## Information supplied:
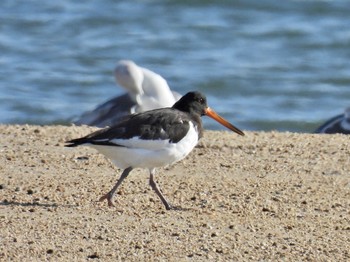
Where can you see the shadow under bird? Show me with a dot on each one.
(153, 139)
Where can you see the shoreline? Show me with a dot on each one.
(264, 196)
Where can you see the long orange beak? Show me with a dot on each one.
(211, 113)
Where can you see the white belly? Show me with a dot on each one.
(150, 153)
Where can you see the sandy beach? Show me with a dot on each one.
(263, 197)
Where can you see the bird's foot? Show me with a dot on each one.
(109, 198)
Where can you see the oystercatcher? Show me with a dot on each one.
(338, 124)
(146, 90)
(153, 139)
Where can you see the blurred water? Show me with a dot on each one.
(264, 65)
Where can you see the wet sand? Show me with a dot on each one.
(266, 196)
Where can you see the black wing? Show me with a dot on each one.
(159, 124)
(332, 125)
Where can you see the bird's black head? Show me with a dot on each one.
(192, 102)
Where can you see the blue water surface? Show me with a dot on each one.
(264, 65)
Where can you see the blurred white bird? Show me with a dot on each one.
(146, 90)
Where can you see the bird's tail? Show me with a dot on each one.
(76, 142)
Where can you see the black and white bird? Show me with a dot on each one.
(339, 124)
(146, 90)
(153, 139)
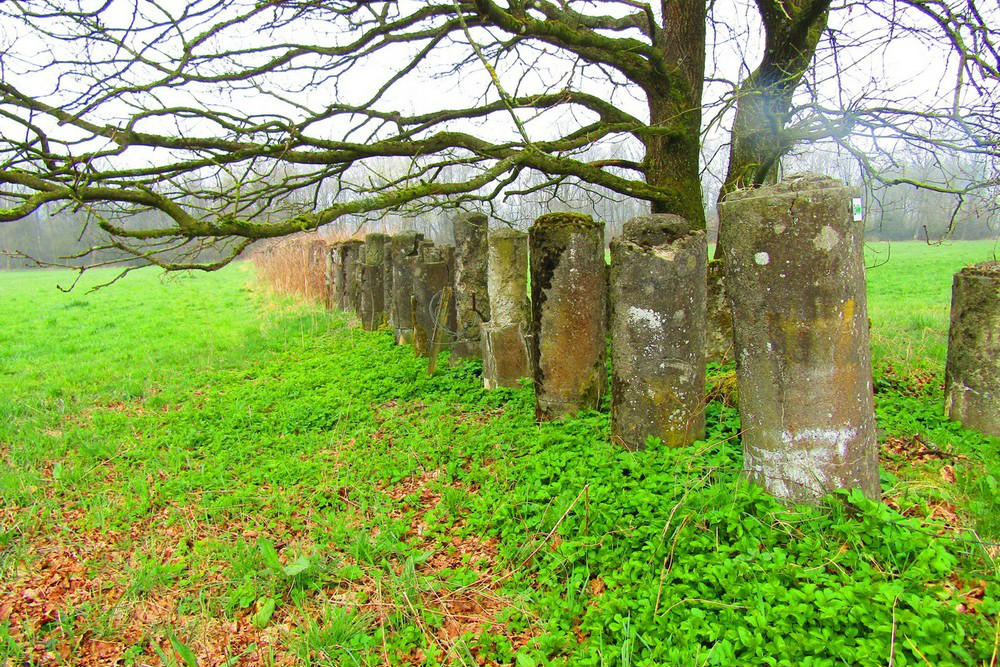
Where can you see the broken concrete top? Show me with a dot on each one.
(990, 269)
(790, 185)
(507, 233)
(655, 229)
(567, 219)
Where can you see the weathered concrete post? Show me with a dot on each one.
(432, 274)
(404, 258)
(795, 278)
(657, 332)
(567, 313)
(351, 261)
(719, 334)
(972, 373)
(333, 281)
(387, 281)
(505, 337)
(472, 302)
(371, 303)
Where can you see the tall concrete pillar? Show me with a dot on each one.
(719, 334)
(972, 373)
(506, 336)
(333, 281)
(371, 302)
(657, 297)
(432, 274)
(351, 264)
(387, 281)
(795, 279)
(472, 303)
(404, 247)
(568, 293)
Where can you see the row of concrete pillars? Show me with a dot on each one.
(796, 290)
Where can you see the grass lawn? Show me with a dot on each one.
(196, 472)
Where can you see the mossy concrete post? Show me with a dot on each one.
(404, 259)
(795, 278)
(568, 313)
(472, 302)
(351, 264)
(387, 281)
(432, 274)
(506, 336)
(333, 276)
(972, 372)
(719, 333)
(372, 299)
(658, 274)
(339, 279)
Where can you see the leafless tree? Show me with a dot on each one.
(241, 120)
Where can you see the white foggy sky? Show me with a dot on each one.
(907, 68)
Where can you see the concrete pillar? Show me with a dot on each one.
(719, 334)
(349, 268)
(795, 279)
(472, 301)
(658, 287)
(404, 258)
(505, 337)
(433, 272)
(972, 373)
(387, 281)
(371, 302)
(568, 281)
(332, 276)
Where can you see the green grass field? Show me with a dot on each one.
(195, 472)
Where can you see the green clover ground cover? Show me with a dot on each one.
(231, 478)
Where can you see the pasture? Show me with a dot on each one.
(194, 471)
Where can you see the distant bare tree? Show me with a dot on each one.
(241, 120)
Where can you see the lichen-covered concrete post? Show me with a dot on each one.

## What is asked:
Rewrite all of the data above, swapping each "dot" for "marker" and leaving everything else unchanged. Omit the pictures from your answer.

## Response below:
Where can you see the shadow under bird? Show me with a marker on each one.
(153, 139)
Where can you see the shoreline? Show me with a marker on each one.
(264, 196)
Where can you see the long orange beak? Show me with a marker on each one.
(211, 113)
Where can you see the white belly? Show me with a marker on each one.
(150, 153)
Where can you see the sandy beach? Show me with a marker on each one.
(263, 197)
Where can you see the bird's foot? Show me with a marker on each one.
(109, 198)
Where can you see the oystercatcher? Show me with a marker on each one.
(338, 124)
(146, 90)
(153, 139)
Where can you see the blurred water? Show me with a marker on each one.
(264, 65)
Where can you see the wet sand? Show me with a marker on each one.
(266, 196)
Where can you see the black wing? Show me with a marker on each one.
(159, 124)
(332, 125)
Where can you see the bird's black head? Show me with a marker on each one.
(192, 102)
Where can you see the blue water surface? Show me with a marker on each one.
(264, 65)
Where can you see the blurred white bird? Show me with a marker on each one.
(146, 90)
Where can you see the bird's tail? Show me with a marker on each one.
(76, 142)
Where can you see the black and white bird? Show me with a marker on each one.
(339, 124)
(146, 90)
(153, 139)
Where can you see the broken concrete top? Show me with a marker on each one.
(990, 269)
(790, 185)
(507, 233)
(655, 229)
(567, 219)
Where can you see the weathered concrete post? Show me with a marker on each one.
(432, 274)
(404, 258)
(795, 278)
(657, 332)
(567, 313)
(351, 261)
(719, 334)
(972, 373)
(333, 281)
(387, 281)
(505, 337)
(472, 302)
(371, 303)
Where can you see the tall concrete pillar? Show me with a marker on each one.
(719, 334)
(972, 373)
(506, 336)
(333, 281)
(371, 302)
(657, 297)
(432, 274)
(351, 264)
(387, 281)
(795, 279)
(472, 303)
(404, 247)
(568, 293)
Where can you see the row of concrete pillars? Show me with a marker on each one.
(796, 290)
Where can you see the grass lawn? Show me with a marker on each one.
(196, 472)
Where can you see the mossy concrete post? Show me with a marker on each one.
(404, 259)
(795, 278)
(568, 313)
(472, 302)
(351, 264)
(387, 281)
(432, 274)
(506, 336)
(333, 276)
(972, 372)
(719, 333)
(372, 299)
(658, 274)
(339, 279)
Where can you see the leafless tree? Show me with a marker on each one.
(241, 120)
Where can you see the white foggy sky? Show me with a marker on each one.
(907, 68)
Where can you see the concrete pillar? Show me with a marker on each one.
(719, 334)
(349, 268)
(795, 279)
(472, 301)
(658, 287)
(404, 258)
(505, 337)
(433, 272)
(972, 373)
(387, 281)
(371, 302)
(568, 281)
(332, 276)
Where can you see the green grass field? Show me with a marker on each one.
(195, 472)
Where can you see the green clover ground cover? Show me with a marker on each one.
(231, 478)
Where can you see the pasture? Show me with a marker on each one.
(194, 471)
Where can you see the distant bare tree? Show me with a marker on each one.
(241, 120)
Where can you see the lichen-covered concrete post? Show me with a marker on each one.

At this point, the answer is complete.